→ **Task**: Whenever a line of the records below contains the word "bounding", copy that line.

[Text-to-region grounding data]
Start of Block

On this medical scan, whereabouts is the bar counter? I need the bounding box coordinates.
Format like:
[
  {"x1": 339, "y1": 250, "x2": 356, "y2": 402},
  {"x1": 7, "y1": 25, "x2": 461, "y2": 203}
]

End of Block
Start of Block

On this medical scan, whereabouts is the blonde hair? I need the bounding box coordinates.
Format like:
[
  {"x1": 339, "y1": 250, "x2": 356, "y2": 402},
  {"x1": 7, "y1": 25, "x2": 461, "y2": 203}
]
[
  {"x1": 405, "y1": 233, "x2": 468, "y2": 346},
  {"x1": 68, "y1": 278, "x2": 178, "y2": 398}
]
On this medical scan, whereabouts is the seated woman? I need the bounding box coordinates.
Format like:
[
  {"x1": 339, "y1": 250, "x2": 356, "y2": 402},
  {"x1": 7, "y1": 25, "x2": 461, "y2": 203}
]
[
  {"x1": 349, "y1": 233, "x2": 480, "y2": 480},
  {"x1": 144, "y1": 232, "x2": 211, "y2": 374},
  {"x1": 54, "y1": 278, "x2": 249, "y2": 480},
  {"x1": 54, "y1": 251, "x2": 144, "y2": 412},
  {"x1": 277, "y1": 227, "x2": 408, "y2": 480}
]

End of Block

→ **Written answer**:
On this medical scan, whereabouts is the bar counter? I need the bounding box coordinates.
On this medical scan, whereabouts is the blonde hair? I need the bounding box coordinates.
On this medical scan, whereabouts is the seated woman? I need the bounding box coordinates.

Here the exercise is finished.